* [WHAT THIS TASK INVOLVES]
Give the whole listing below once more, exactly, without pictures.

* [DATA PROVIDED]
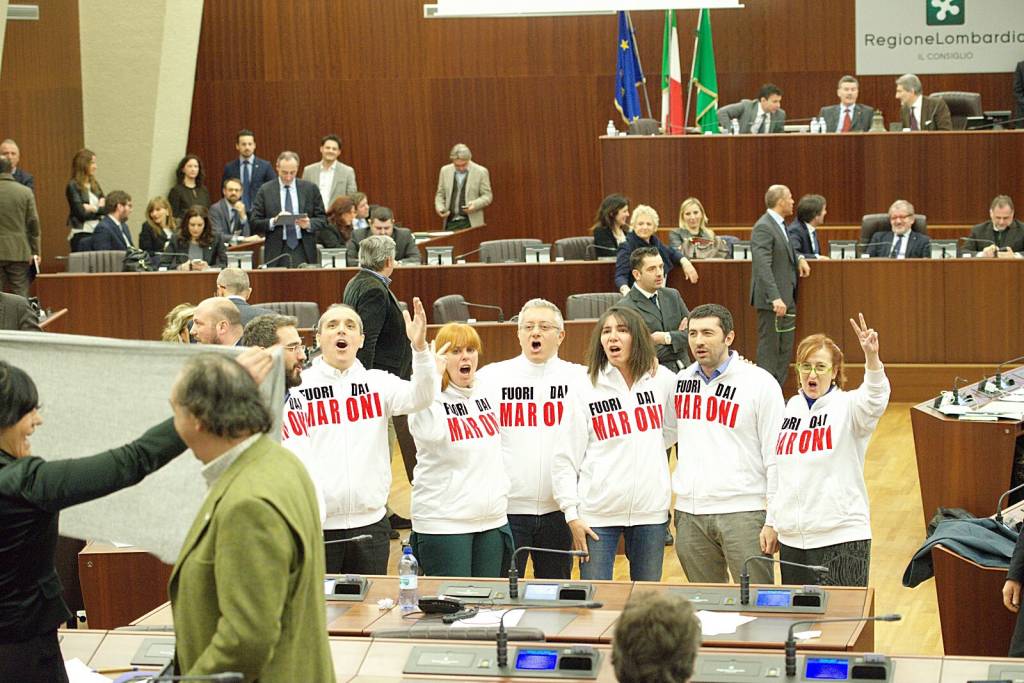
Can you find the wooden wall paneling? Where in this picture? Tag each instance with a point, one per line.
(41, 110)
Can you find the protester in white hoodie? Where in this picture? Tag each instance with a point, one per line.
(336, 422)
(534, 390)
(619, 484)
(820, 511)
(460, 489)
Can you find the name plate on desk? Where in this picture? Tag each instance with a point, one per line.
(810, 600)
(530, 593)
(578, 662)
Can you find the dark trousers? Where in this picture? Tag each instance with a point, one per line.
(848, 564)
(361, 556)
(35, 660)
(774, 348)
(549, 530)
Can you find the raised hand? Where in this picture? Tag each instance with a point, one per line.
(416, 327)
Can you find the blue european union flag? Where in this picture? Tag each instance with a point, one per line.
(628, 74)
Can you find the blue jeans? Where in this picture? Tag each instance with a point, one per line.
(644, 549)
(549, 530)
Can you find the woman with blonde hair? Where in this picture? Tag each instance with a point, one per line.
(693, 239)
(643, 232)
(460, 488)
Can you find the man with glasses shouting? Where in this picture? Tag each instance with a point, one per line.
(534, 389)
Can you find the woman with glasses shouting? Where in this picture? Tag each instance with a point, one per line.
(821, 511)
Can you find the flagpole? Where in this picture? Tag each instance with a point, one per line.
(636, 50)
(693, 63)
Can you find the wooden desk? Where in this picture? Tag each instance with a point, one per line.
(858, 174)
(120, 584)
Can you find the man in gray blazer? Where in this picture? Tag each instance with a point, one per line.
(660, 307)
(764, 115)
(848, 116)
(773, 286)
(463, 190)
(333, 177)
(15, 313)
(382, 222)
(18, 231)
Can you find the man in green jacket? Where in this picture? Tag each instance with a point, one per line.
(247, 591)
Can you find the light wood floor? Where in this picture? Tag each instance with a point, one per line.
(897, 523)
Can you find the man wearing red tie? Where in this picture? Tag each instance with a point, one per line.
(848, 116)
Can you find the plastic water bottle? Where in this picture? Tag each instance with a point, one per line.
(409, 579)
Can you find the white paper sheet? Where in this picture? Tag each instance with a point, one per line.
(720, 624)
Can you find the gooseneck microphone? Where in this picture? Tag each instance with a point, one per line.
(502, 639)
(744, 578)
(514, 571)
(998, 506)
(791, 640)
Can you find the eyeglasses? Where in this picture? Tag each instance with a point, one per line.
(817, 368)
(543, 327)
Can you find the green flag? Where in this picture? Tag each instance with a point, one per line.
(705, 77)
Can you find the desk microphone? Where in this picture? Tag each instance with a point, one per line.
(514, 570)
(502, 638)
(744, 578)
(355, 539)
(791, 641)
(273, 260)
(998, 506)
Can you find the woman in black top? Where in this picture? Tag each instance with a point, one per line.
(159, 226)
(32, 494)
(610, 225)
(189, 191)
(85, 200)
(198, 245)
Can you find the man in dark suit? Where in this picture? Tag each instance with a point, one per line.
(285, 196)
(382, 222)
(18, 231)
(10, 152)
(1000, 236)
(660, 307)
(848, 116)
(916, 111)
(803, 231)
(773, 286)
(763, 115)
(250, 169)
(232, 284)
(112, 232)
(901, 241)
(385, 345)
(15, 313)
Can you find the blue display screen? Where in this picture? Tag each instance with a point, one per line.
(771, 598)
(822, 669)
(537, 659)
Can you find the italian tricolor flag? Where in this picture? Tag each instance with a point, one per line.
(672, 79)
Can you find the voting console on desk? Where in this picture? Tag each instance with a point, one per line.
(806, 600)
(564, 594)
(574, 662)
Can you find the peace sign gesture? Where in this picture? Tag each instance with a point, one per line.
(868, 339)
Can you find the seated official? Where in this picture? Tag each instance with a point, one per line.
(643, 225)
(1000, 236)
(803, 231)
(900, 242)
(112, 231)
(196, 247)
(764, 115)
(849, 116)
(693, 239)
(382, 222)
(656, 639)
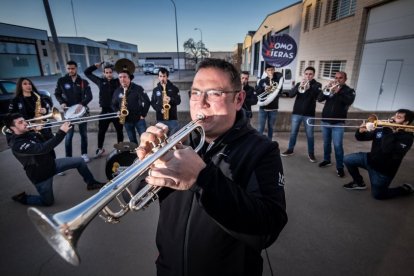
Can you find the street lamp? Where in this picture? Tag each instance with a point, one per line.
(201, 34)
(176, 36)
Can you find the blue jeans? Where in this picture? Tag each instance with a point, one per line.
(45, 188)
(296, 121)
(270, 116)
(379, 183)
(130, 127)
(173, 126)
(83, 130)
(335, 134)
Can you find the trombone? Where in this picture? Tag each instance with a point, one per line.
(62, 230)
(371, 123)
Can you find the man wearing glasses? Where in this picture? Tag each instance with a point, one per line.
(221, 207)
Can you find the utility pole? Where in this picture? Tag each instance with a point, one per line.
(54, 36)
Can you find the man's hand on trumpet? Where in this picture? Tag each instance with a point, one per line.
(177, 169)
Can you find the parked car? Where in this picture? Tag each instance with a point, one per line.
(7, 93)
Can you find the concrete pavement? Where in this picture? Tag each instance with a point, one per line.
(330, 231)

* [OUTPUT BELOW]
Can you find the wooden wall paneling? Where in this picture? Tag each instance with a point, one per line.
(41, 110)
Can you find the protester in white hoodie? Where in this picture? Tag each instance with a point, one per line.
(336, 422)
(534, 390)
(619, 484)
(820, 511)
(460, 489)
Can you find the name plate on desk? Where in this picture? Tag each instance with a point, one per line.
(810, 600)
(530, 593)
(578, 662)
Can you find the dark trousers? Where in this picture? Tag each instance with a point, one per line.
(848, 564)
(361, 556)
(35, 660)
(774, 348)
(549, 530)
Can you find the raised hand? Where in this picture? Tag each instance with a point, one per line.
(416, 327)
Can you find the blue european union flag? Where in this picture? Tag each instance with a point, one per line.
(628, 74)
Can you find the blue jeans? Where in this picture? Tag each instance with a point, one per line.
(644, 549)
(549, 530)
Can you find the woman with blonde hair? Where in this picture? Tag each instance with a point, one per line.
(693, 239)
(643, 232)
(460, 488)
Can you find the man with glasses shouting? Where in this picture? Tag each instance with a point, one per line.
(534, 389)
Can you find the woman with glasses shouting? Where in this picture? Tag each instance with a point, one per line.
(821, 511)
Can you find the flagpole? Where in this picture? Tag each instance with a point, one per line.
(636, 50)
(693, 63)
Can you find the wooden desk? Where in this picture? Tag each instance with a point, one per line.
(858, 174)
(120, 584)
Can you find the man in gray blazer? Where in this picture? Tag each instance with a point, one per line.
(660, 307)
(764, 115)
(848, 116)
(773, 286)
(463, 190)
(333, 177)
(15, 313)
(382, 222)
(18, 231)
Can you find the man in green jacket? Where in this picture? Tag each instance with a point, one per line.
(247, 591)
Can you find the light wood floor? Where in this picture? Tag each instance with a point, one per line.
(897, 523)
Can you find the man wearing red tie? Where in this picture? Tag each instance with a point, one per line.
(848, 116)
Can you find the plastic water bottle? Where in this picture? Tag each instance with a point, one per line.
(409, 579)
Can you find the white paper sheet? Where in this picture? Tag each instance with a point, one per line.
(720, 624)
Can you find the gooseneck microphone? Where in this picture? Tag each instance with a point, one per line.
(502, 639)
(744, 578)
(514, 571)
(998, 506)
(791, 640)
Can you find the eyeglasses? Where in this picture? Tag each instance with a point, one per line.
(817, 368)
(543, 327)
Can you find the green flag? Where in this picture? Tag each instance with a point, one per line.
(705, 77)
Can you find the desk microphone? Where in this picture? Tag each instance with a point, one per line.
(514, 570)
(502, 638)
(744, 578)
(355, 539)
(791, 641)
(273, 260)
(998, 506)
Can you find the woman in black top? Where in this picture? Tag each instance with a point, one per line.
(159, 226)
(32, 494)
(610, 225)
(189, 191)
(85, 200)
(198, 245)
Can you find the man in dark suit? Where in this picture? Tag each instance with a point, one per line.
(285, 196)
(382, 222)
(18, 231)
(10, 152)
(1000, 236)
(660, 307)
(848, 116)
(916, 111)
(803, 231)
(773, 286)
(763, 115)
(250, 169)
(232, 284)
(112, 232)
(901, 241)
(385, 345)
(15, 313)
Can you find the blue display screen? Where in this picture? Tag each instance with a point, one per line.
(771, 598)
(822, 669)
(537, 659)
Can you find the italian tricolor flag? Where in this picture? Tag each instance with a point, one per line.
(672, 79)
Can you find the voting console on desk? Where in this picture? Tag each instance with a point, one per line.
(806, 600)
(564, 594)
(574, 662)
Can you find the peace sign gesture? Where in this picture? Tag each instance with a point, one per line.
(868, 339)
Can you find the seated official? Where in this picture? Tag each instance with a point, one per line.
(643, 225)
(1000, 236)
(803, 231)
(900, 242)
(112, 231)
(196, 247)
(764, 115)
(849, 116)
(693, 239)
(382, 222)
(656, 639)
Can you find the street lamp? Where in this picture? Tag each instance with a point, one per line.
(201, 34)
(176, 36)
Can you find the blue jeans? Where in this picture? Tag each instance with a point, one per line.
(45, 188)
(296, 121)
(270, 116)
(379, 183)
(130, 127)
(173, 126)
(83, 130)
(335, 134)
Can you find the trombone? Where in this picture? Tag each instance with a point, one per line.
(62, 230)
(371, 123)
Can you find the man wearing glasses? Where in this picture? Tag each instance with a point, one per line.
(221, 207)
Can you find the utility pole? Where in this picture? Tag each instance with a point, one per line.
(54, 36)
Can you find the man's hand on trumpet? Where in this picture? Tag each instance with a point, one per line.
(177, 169)
Can you find the parked car? Where in this picture? Tag each instance with a point, one per line.
(7, 93)
Can you find the concrete pavement? Where in this picture? Tag each instance with a point, one per line.
(330, 231)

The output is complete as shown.